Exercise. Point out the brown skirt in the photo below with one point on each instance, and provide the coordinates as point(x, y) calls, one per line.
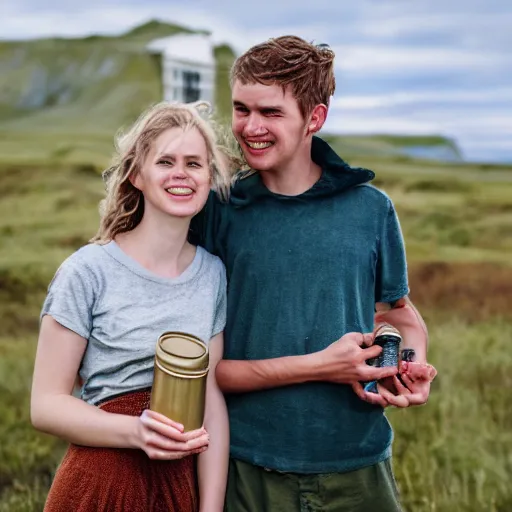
point(122, 480)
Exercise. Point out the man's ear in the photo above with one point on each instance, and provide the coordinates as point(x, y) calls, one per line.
point(317, 119)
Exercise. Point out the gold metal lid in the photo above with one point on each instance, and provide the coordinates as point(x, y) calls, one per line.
point(387, 330)
point(182, 353)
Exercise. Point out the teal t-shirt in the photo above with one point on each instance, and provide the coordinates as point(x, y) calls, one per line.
point(302, 271)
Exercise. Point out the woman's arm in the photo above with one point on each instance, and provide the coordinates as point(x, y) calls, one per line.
point(55, 411)
point(213, 464)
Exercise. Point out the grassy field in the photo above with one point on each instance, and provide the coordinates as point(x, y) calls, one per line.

* [ASSIGNED TASK]
Output consists of exactly the lines from the one containing "Exercise. Point out the gold" to the end of the records above, retyped without change and with nothing extra.

* [RESPONSE AREA]
Exercise. Point out the gold metal lid in the photo above with one point on each instance, and provide the coordinates as point(x, y) calls, one per line.
point(387, 330)
point(182, 353)
Exercise. Point out the teal t-shirt in the photo above with one point on each instance, and provide the coordinates as point(x, y) calls, one per line.
point(302, 271)
Exercise. Point out the woman's arm in the photo above with one point on each instance, and provide the coordinates as point(x, y) calls, one per line.
point(55, 411)
point(213, 464)
Exercise. Point out the grassy field in the photo above with one point on each instance, and provide the coordinates as point(x, y) calls, one per line.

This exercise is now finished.